*Your objective*. Lines that include the word "dirt" should be copied from the listing that follows.

*Data shown*.
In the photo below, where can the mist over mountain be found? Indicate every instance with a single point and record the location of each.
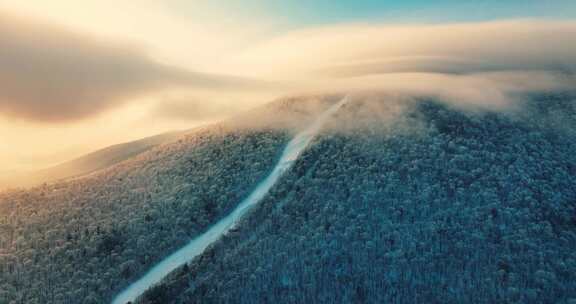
(400, 199)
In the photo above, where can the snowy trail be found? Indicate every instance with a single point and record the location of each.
(293, 149)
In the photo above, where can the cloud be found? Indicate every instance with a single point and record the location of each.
(51, 74)
(483, 64)
(357, 49)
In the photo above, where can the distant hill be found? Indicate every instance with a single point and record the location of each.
(88, 163)
(408, 200)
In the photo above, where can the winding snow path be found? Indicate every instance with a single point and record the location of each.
(197, 246)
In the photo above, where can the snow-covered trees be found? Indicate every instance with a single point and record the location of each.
(80, 241)
(474, 208)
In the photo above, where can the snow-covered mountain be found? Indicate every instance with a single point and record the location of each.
(396, 200)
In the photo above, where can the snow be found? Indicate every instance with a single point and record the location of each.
(197, 246)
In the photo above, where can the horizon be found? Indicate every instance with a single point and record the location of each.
(73, 84)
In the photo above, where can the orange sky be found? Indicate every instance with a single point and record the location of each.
(84, 76)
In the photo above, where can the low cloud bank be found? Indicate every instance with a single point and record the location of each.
(50, 74)
(479, 64)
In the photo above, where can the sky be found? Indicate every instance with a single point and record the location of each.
(76, 76)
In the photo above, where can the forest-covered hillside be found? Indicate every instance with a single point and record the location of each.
(88, 163)
(397, 201)
(439, 205)
(81, 241)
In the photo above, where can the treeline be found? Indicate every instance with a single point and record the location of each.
(81, 241)
(459, 207)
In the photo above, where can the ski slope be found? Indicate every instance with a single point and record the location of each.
(197, 246)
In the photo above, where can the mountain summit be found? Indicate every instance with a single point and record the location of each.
(395, 200)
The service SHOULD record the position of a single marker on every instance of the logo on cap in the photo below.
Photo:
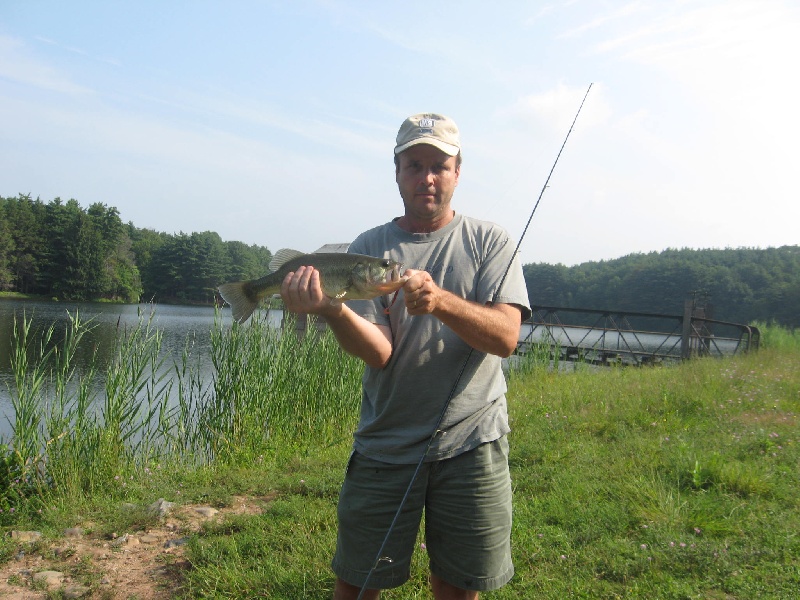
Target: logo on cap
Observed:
(426, 125)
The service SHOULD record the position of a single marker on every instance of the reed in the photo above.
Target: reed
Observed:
(77, 432)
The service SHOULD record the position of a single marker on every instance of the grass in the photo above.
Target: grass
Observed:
(678, 482)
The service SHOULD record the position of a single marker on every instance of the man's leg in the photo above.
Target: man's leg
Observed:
(445, 591)
(345, 591)
(468, 519)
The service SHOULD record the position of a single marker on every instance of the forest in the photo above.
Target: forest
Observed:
(63, 251)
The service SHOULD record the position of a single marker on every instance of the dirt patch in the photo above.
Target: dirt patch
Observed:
(146, 565)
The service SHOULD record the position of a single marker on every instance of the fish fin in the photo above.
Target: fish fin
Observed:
(283, 256)
(236, 295)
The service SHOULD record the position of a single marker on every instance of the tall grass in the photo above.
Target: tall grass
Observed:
(777, 337)
(77, 432)
(673, 482)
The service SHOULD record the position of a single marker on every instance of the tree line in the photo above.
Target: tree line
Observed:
(60, 250)
(743, 284)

*Solution for this exercise*.
The service SHOULD record the position of a single marker on every instance of the dirt patch in the photo above.
Target: dirt patch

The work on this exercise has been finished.